**The task:**
Please pull out every row below verbatim, leaving the pictures out of your answer.

**Dataset rows:**
□ □ □ □ □

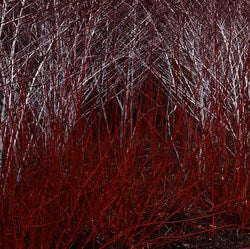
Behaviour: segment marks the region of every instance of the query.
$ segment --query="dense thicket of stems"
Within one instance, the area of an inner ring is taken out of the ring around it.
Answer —
[[[4,0],[0,244],[154,248],[249,229],[248,9]]]

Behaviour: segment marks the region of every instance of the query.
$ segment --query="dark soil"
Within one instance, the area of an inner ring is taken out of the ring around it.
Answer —
[[[236,231],[219,231],[212,239],[208,235],[173,242],[166,249],[250,249],[250,232],[239,234]],[[159,248],[163,249],[163,248]]]

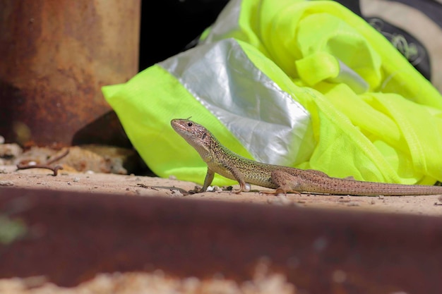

□ □ □ □ □

**Solution for this exercise:**
Behaviour: segment marks the region of every instance of the query.
$ segment --query="dense thicket of stems"
Within one instance, the area of an inner ring is taken out of the ring around it.
Answer —
[[[4,0],[0,244],[154,248],[249,229],[248,9]]]

Behaviour: segment marks the region of every instance of the query.
$ segment --query="dark soil"
Within one instance, the area of an inner ring is taken out of the ring around it.
Answer —
[[[236,231],[219,231],[212,239],[208,235],[173,242],[166,249],[250,249],[250,232],[239,234]],[[159,248],[163,249],[163,248]]]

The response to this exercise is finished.